On Friday, in the wake of Trump’s firing of FBI Director James Comey and the
President’s characterization of Russia-gate as “a total hoax,” The New York
Times reprised what it called “The Trump-Russia Nexus” in a lead editorial
trying to make the case of some fire behind the smoke.

Though the Times acknowledges that there are “many unknowns” in Russia-gate and
the Times can’t seem to find any evidence of collusion, such as slipping a
Russian data stick to WikiLeaks, the Times nevertheless treats a host of Trump
advisers and family members as traitors because they’ve had some association
with Russian officials, Russian businesses or Russian allies.

Regarding Carter Page, the Times wrote: “American officials believe that Mr.
Page, a foreign policy adviser, had contacts with Russian intelligence officials
during the campaign. He also gave a pro-Russia speech in Moscow in July 2016.
Mr. Page was once employed by Merrill Lynch’s Moscow office, where he worked
with Gazprom, a government-owned giant.”

You might want to let some of those words sink in, especially the part about
Page giving “a pro-Russia speech in Moscow,” which has been cited as one of the
principal reasons for Page and his communications being targeted under a FISA
warrant.

I’ve actually read Page’s speech and to call it “pro-Russia” is a wild
exaggeration. It was a largely academic treatise that faulted the West’s post-
Cold War treatment of the nations formed from the old Soviet Union, saying the
rush to a free-market system led to some negative consequences, such as the
spread of corruption.

But even if the speech were “pro-Russia,” doesn’t The New York Times respect the
quaint American notion of free speech? Apparently not. If your carefully crafted
words can be twisted into something called “pro-Russia,” the Times seems to
think it’s okay to have the National Security Agency bug your phones and read
your emails.

The Ukraine Case

Another Times’ target was veteran political adviser Paul Manafort, who is
accused of working as “a consultant for a pro-Russia political party in Ukraine
and for Ukraine’s former president, Viktor Yanukovych, who was backed by the
Kremlin.”

Supplied data
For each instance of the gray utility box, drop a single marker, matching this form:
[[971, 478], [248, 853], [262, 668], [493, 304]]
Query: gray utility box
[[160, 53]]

Directives
**1.** Reproduce the stretch of the Russia-gate commentary from "I’ve actually read" through "spread of corruption.", replacing "treatise" with "essay".
**2.** According to the Russia-gate commentary, where was Carter Page once employed?
The listing is separate material that has no connection to the Russia-gate commentary.

Task responses
**1.**
I’ve actually read Page’s speech and to call it “pro-Russia” is a wild
exaggeration. It was a largely academic essay that faulted the West’s post-
Cold War treatment of the nations formed from the old Soviet Union, saying the
rush to a free-market system led to some negative consequences, such as the
spread of corruption.

**2.** Merrill Lynch's Moscow office